*WORK ORDER:* The lines from the first line of the entries through the line containing "box: [206, 259, 222, 280]" are to be repeated exactly, with both of those lines included.

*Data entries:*
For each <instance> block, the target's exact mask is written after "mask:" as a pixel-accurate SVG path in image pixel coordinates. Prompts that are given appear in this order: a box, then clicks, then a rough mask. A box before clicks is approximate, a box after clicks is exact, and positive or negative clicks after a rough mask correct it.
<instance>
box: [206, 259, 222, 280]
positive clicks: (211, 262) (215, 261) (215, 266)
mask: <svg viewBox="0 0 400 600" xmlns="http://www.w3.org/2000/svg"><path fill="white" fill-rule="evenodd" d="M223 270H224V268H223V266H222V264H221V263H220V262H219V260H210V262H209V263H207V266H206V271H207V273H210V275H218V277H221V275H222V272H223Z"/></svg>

*WRITTEN SOLUTION:*
For each <instance> block, the target's exact mask is written after "mask:" as a pixel-accurate SVG path in image pixel coordinates. Prompts that are given appear in this order: a box, then clicks, then a rough mask. A box before clicks is approximate, a box after clicks is exact, and positive or negative clicks after a rough mask correct it.
<instance>
box: [206, 259, 222, 280]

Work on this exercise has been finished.